• [Work order]:
Return only these lines, exactly: the one containing "Scan the screenshot above and identify where the log" and every line after it in the listing.

• [Listed entries]:
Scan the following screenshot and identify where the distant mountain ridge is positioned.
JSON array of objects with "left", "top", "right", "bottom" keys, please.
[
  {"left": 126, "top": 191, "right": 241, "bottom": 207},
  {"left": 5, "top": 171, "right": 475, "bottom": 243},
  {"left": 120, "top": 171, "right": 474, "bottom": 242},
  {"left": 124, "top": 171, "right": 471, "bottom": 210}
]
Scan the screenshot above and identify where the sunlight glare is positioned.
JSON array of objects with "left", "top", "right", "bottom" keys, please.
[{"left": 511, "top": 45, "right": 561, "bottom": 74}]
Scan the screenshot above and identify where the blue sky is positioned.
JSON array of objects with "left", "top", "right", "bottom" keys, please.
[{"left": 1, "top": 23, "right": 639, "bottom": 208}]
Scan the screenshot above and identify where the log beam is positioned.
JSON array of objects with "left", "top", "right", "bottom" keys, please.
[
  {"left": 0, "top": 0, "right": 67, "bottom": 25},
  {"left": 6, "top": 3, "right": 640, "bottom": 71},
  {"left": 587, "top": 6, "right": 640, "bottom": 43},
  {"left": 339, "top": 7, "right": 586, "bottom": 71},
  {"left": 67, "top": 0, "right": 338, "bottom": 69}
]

• [Reply to the task]:
Scan the screenshot above and identify where the log beam is positioned.
JSON array of objects with "left", "top", "right", "bottom" keys, please.
[
  {"left": 0, "top": 0, "right": 67, "bottom": 25},
  {"left": 6, "top": 3, "right": 640, "bottom": 71},
  {"left": 587, "top": 6, "right": 640, "bottom": 43},
  {"left": 339, "top": 7, "right": 586, "bottom": 71},
  {"left": 67, "top": 0, "right": 338, "bottom": 69}
]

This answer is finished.